------ Records to process

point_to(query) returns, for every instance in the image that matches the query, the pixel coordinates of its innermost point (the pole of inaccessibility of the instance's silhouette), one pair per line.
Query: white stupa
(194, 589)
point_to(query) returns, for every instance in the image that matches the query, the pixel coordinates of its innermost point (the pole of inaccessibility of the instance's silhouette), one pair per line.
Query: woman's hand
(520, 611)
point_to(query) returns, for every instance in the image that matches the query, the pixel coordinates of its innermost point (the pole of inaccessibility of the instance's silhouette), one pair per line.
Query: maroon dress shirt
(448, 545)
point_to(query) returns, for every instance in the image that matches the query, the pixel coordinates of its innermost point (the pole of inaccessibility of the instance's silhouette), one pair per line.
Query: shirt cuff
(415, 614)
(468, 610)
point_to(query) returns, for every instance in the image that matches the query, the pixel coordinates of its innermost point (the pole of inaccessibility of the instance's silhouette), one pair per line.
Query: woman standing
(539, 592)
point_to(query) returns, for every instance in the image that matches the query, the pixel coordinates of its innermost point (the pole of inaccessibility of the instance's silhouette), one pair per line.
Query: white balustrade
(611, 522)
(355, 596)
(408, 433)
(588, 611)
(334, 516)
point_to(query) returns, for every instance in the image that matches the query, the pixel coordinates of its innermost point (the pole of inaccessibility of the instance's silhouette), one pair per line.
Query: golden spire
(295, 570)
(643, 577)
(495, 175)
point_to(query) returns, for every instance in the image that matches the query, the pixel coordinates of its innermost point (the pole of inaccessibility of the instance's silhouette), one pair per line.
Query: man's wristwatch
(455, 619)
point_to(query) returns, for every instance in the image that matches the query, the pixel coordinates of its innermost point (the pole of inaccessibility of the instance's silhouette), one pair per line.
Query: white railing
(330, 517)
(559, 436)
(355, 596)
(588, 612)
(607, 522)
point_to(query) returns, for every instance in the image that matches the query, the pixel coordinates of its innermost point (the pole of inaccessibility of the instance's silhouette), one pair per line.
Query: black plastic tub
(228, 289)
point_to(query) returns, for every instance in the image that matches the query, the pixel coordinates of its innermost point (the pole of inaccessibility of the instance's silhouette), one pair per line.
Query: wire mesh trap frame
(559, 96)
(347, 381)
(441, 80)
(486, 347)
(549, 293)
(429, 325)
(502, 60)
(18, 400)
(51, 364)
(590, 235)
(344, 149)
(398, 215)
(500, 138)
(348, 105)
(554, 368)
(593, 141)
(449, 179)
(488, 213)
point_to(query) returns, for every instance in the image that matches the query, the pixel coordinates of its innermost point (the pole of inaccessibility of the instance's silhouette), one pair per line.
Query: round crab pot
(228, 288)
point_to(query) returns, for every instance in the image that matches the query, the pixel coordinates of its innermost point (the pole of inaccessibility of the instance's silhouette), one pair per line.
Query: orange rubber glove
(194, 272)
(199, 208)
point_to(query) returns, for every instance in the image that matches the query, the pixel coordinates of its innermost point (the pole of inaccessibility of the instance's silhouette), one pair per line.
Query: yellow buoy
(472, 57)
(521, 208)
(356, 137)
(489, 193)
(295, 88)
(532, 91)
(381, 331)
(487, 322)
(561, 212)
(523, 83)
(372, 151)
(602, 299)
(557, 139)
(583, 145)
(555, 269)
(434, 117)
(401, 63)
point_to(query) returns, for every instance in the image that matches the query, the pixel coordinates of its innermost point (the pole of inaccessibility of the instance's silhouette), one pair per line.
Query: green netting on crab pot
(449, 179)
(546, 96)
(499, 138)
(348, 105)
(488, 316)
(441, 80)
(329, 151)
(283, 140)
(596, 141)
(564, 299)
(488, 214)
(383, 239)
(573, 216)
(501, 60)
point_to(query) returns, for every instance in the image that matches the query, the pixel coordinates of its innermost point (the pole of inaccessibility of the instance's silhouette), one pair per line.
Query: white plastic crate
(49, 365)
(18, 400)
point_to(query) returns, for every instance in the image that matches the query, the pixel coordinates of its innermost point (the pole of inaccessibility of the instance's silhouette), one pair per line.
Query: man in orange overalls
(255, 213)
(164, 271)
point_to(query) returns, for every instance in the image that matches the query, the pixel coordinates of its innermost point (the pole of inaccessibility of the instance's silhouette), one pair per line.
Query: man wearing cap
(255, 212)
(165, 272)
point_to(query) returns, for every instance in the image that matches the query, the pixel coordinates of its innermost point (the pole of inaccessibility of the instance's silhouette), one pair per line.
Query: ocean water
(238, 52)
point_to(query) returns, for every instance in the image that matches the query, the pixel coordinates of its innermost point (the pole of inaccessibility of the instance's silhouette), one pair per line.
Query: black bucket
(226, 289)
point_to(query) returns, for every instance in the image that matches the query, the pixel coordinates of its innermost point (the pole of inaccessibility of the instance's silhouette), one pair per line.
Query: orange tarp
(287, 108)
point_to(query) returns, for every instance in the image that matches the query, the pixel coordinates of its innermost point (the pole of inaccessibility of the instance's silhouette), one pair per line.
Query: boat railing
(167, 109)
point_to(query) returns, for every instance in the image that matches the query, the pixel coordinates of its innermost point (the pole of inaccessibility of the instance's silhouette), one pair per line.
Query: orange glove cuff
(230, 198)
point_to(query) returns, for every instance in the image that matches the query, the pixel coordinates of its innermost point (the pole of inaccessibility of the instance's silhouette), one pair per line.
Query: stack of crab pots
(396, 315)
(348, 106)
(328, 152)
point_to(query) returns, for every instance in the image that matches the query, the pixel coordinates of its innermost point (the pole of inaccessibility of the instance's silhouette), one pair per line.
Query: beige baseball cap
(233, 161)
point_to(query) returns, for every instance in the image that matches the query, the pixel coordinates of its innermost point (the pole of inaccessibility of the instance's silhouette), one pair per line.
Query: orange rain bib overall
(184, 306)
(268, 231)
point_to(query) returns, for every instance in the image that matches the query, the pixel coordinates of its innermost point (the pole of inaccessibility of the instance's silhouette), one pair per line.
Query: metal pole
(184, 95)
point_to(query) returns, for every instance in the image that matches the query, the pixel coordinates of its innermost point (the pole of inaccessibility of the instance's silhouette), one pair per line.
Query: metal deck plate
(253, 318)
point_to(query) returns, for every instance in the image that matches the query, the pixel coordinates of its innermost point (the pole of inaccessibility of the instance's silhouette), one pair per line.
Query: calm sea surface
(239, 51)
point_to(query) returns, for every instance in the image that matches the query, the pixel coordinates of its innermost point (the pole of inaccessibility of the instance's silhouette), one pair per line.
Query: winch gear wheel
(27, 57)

------------

When you copy the data, keep every line word for word.

point_to(query) returns, for every instance in the image that matches the query, the pixel coordinates of its innermost point (the pole of inaccessibility of the instance's silhouette), one pair per line.
Query: white stupa
(194, 589)
point_to(query) returns, for every instance in the image that matches the query, the pixel coordinates of its innermost point (the pole of inaccessibility of the instance's silhouette), one pair per line.
Query: woman's hand
(520, 611)
point_to(query) returns, for every instance in the image that matches the query, the pixel coordinates of its innermost point (the pole of inaccessibility of the instance's silhouette), one pair per line.
Query: maroon dress shirt
(448, 545)
point_to(query) returns, for every instance in the image that matches the query, the pixel coordinates of its innermost point (the pole of inaccessibility of the instance's silhouette), one pair per line.
Query: shirt cuff
(415, 614)
(468, 610)
point_to(query) returns, for every instance in the image that matches the query, the pixel coordinates of its innermost point (the pole of inaccessibility of the instance's silhouette), one pair per line.
Query: woman standing
(539, 592)
point_to(query) returns, for every instance in the image that matches the query, the pixel coordinates of its innermost point (the pole of inaccessibility of the instance's silhouette), one pair per line.
Query: white balustrade
(611, 522)
(355, 596)
(408, 433)
(588, 611)
(334, 516)
point_to(query) returns, for every instance in the image that matches the query, the pixel coordinates of its innermost point (the pole of inaccessibility of the instance's silhouette), one pair per line.
Query: golden spire
(295, 570)
(643, 577)
(495, 175)
point_to(query) returns, for every instance in the image that matches the query, the pixel coordinates of its innermost point (the pole of inaccessibility of the instance's silhouette), one pair per line.
Query: man's wristwatch
(455, 619)
point_to(query) returns, for every instance in the image that matches the query, the pixel coordinates of its innermost point (the pole of inaccessibility of the instance's silhouette), one pair per line.
Query: white railing
(330, 517)
(559, 436)
(355, 596)
(588, 612)
(607, 522)
point_to(query) returns, for every instance in the image that matches the query, the pixel coordinates of its innermost point (the pole of inaccessibility of the instance's silhouette), one pair per line.
Query: black plastic tub
(228, 289)
point_to(query) returns, for every instance in the image that matches the query, the pixel coordinates of its innermost point (the pole of inaccessibility of the instance's silhouette), one pair per line.
Query: wire mesh trap frame
(559, 96)
(347, 381)
(441, 80)
(486, 347)
(549, 293)
(429, 325)
(502, 60)
(18, 400)
(51, 364)
(590, 235)
(344, 149)
(398, 215)
(500, 138)
(348, 105)
(554, 368)
(593, 141)
(449, 179)
(488, 213)
point_to(query) returns, for every instance in the image that matches the query, the pixel coordinates of its innermost point (the pole of inaccessibility of the instance's silhouette), one pair per line.
Query: round crab pot
(228, 288)
point_to(query) returns, for every instance in the image that matches the query, the pixel coordinates of its innermost point (the pole of inaccessibility of the instance's silhouette), one pair per line.
Query: orange rubber glove
(194, 272)
(199, 208)
point_to(query) returns, for every instance in the image that matches the query, the pixel coordinates of its innermost point (the pole of inaccessibility of the instance's silhouette), one pair per line.
Query: yellow buoy
(472, 57)
(521, 208)
(356, 137)
(489, 193)
(295, 88)
(532, 91)
(381, 331)
(487, 322)
(561, 212)
(523, 83)
(372, 151)
(602, 299)
(557, 139)
(583, 145)
(555, 269)
(434, 117)
(401, 63)
point_to(query) returns, for every instance in the image that matches the query, the pixel coordinates of its innermost point (the pole of inaccessibility of the instance's silhouette), one pair per line.
Query: green netting on crab pot
(449, 179)
(546, 96)
(499, 138)
(348, 105)
(488, 316)
(441, 80)
(329, 151)
(283, 140)
(596, 141)
(564, 299)
(488, 214)
(383, 239)
(573, 216)
(501, 60)
point_to(query) returns, for every instance in the image that matches the query, the pixel coordinates of its innermost point (the pole of inaccessibility of the instance's silhouette), one pair per line.
Query: white plastic crate
(49, 365)
(18, 400)
point_to(query) returns, for every instance in the image that matches the query, the pixel coordinates of its innermost point (the pole of inaccessibility of the instance's silhouette), one pair per line.
Query: man in orange overalls
(255, 213)
(164, 271)
point_to(query) returns, for every instance in the image that matches the query, the pixel coordinates of its innermost point (the pole of inaccessibility of the instance's silhouette), one pair per line.
Query: man wearing cap
(255, 212)
(165, 272)
point_to(query) returns, for every instance in the image that matches the query, the pixel coordinates of its innermost point (the pole of inaccessibility of the instance's silhouette), one pair per line.
Query: ocean water
(238, 52)
point_to(query) returns, for every instance in the image that matches the query, the pixel coordinates of its innermost point (the pole of inaccessibility of the instance's silhouette), one pair per line.
Query: black bucket
(226, 289)
point_to(query) returns, for every instance in the image that matches the query, the pixel coordinates of its innermost point (the pole of inaccessibility of the instance's silhouette), one pair per line.
Query: orange tarp
(287, 108)
point_to(query) returns, for every instance in the image that matches the query, the pixel coordinates of its innermost point (the pole of inaccessibility of the instance's silhouette), one pair per line.
Query: boat railing
(167, 109)
point_to(query) returns, for every instance in the image that matches the query, the pixel coordinates of its innermost point (the pole of inaccessibility of the instance's silhouette), one pair per line.
Query: orange glove cuff
(230, 198)
point_to(query) returns, for every instance in the image that matches the query, the pixel coordinates of its innermost point (the pole of inaccessibility of the instance's silhouette), one pair per line.
Query: stack of crab pots
(396, 315)
(348, 106)
(328, 152)
point_to(query) returns, for every instance in the image that matches the query, the pixel coordinates of its innermost point (the pole of inaccessibility of the instance's silhouette), one pair per line.
Query: beige baseball cap
(233, 161)
point_to(query) returns, for every instance in the image that matches the query, the pixel coordinates of its innermost point (the pole of inaccessibility of the instance's silhouette), one pair per line.
Query: orange rain bib overall
(184, 306)
(268, 231)
point_to(query) returns, for every instance in the image that matches the query, the pixel coordinates of its innermost point (the pole of inaccessibility of the instance's silhouette), one pair per line.
Query: metal pole
(184, 95)
point_to(query) returns, for every instance in the image that matches the query, the pixel coordinates of its innermost point (the pole of inaccessibility of the instance's silhouette), one pair per line.
Query: metal deck plate
(253, 318)
point_to(query) returns, for every instance in the image that matches the query, the pixel coordinates of its innermost point (the pole of inaccessibility of the instance's silhouette), one pair per line.
Query: calm sea surface
(239, 51)
point_to(query) returns, for every instance in the image that matches the query, the pixel coordinates of its innermost point (the pole of inaccessibility of the instance's silhouette), one pair per line.
Query: winch gear wheel
(27, 57)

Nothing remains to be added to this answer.